## begin

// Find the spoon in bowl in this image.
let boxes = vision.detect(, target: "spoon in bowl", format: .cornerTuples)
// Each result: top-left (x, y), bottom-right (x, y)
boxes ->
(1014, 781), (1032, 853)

## end
## begin

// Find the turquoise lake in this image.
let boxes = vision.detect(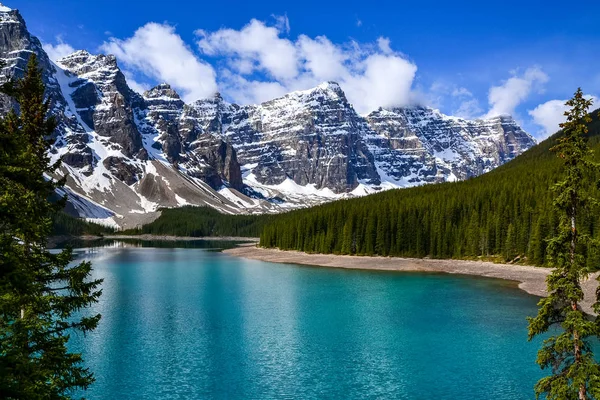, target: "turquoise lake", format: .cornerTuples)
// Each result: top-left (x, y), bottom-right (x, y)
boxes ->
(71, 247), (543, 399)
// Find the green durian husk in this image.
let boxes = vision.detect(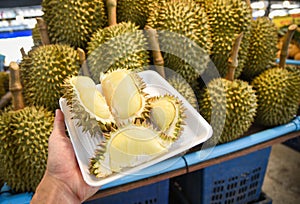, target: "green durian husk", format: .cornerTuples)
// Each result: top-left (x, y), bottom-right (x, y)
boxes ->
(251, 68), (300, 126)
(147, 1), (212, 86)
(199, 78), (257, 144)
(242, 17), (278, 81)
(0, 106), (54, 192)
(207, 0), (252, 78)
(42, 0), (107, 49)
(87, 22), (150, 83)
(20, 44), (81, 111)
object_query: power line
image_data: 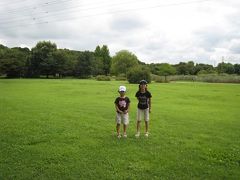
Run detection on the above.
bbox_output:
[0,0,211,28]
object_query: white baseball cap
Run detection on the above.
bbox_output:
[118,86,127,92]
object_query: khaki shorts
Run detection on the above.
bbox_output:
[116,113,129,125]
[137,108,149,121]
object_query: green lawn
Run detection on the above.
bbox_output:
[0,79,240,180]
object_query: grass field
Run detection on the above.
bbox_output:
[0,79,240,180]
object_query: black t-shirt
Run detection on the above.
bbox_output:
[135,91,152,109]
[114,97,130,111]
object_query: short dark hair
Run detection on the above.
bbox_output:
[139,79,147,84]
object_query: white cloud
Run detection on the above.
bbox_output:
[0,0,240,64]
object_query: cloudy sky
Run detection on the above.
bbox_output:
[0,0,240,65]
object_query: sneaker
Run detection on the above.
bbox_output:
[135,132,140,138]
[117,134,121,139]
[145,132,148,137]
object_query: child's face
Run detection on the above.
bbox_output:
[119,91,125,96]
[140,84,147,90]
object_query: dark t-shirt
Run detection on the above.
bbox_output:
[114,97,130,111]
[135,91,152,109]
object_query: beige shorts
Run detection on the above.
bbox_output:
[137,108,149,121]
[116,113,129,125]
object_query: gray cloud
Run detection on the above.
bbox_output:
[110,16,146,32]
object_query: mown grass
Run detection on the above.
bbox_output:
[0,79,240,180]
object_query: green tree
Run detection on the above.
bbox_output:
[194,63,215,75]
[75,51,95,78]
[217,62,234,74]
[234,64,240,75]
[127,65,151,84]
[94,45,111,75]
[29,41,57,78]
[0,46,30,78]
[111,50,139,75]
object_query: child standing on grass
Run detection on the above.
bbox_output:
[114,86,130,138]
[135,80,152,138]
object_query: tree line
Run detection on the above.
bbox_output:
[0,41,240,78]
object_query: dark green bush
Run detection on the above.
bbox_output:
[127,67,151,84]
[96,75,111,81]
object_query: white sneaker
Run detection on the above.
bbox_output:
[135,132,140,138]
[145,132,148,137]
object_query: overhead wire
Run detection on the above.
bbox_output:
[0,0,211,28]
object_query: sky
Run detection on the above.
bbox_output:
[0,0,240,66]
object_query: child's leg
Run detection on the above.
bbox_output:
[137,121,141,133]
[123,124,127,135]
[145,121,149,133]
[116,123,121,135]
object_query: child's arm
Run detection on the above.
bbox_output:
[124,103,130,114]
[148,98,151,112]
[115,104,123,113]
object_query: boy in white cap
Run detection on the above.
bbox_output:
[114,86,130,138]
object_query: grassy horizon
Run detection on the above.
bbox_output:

## end

_GIVEN REQUEST_
Rewrite the records from the line that contains "bowl in this image." through the line that contains "(1014, 781), (1032, 853)", replacing "spoon" with "fork" and changing nothing else. Give only those lines.

_WRITTEN SOLUTION_
// Find the fork in bowl in this image.
let boxes = vision.detect(, target: "fork in bowl", format: .cornerTuples)
// Each result: top-left (x, y), bottom-right (x, y)
boxes ->
(1014, 781), (1032, 853)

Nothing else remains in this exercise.